--- Start of INPUT ---

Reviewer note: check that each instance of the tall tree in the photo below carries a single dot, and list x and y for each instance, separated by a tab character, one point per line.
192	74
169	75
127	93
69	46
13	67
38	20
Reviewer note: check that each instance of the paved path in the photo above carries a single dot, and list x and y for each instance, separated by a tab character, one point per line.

--- End of INPUT ---
--- Start of INPUT ---

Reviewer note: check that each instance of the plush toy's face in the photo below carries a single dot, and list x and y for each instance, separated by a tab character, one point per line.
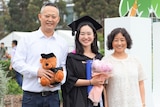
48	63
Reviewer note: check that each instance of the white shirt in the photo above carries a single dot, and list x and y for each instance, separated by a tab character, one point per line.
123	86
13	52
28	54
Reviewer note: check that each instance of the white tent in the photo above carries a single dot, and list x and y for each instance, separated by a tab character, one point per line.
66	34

--- End of INPUT ---

» **EXERCISE BRIEF**
Can you pull out every line of the items above that contains the word "tree"?

» **ANSWER FOR THIS EXERCISE**
Reviewer note: check that each instance of the tall tree in the photo below carries a single dot, and list x and y for each instance, separated by a tab character, one point per line.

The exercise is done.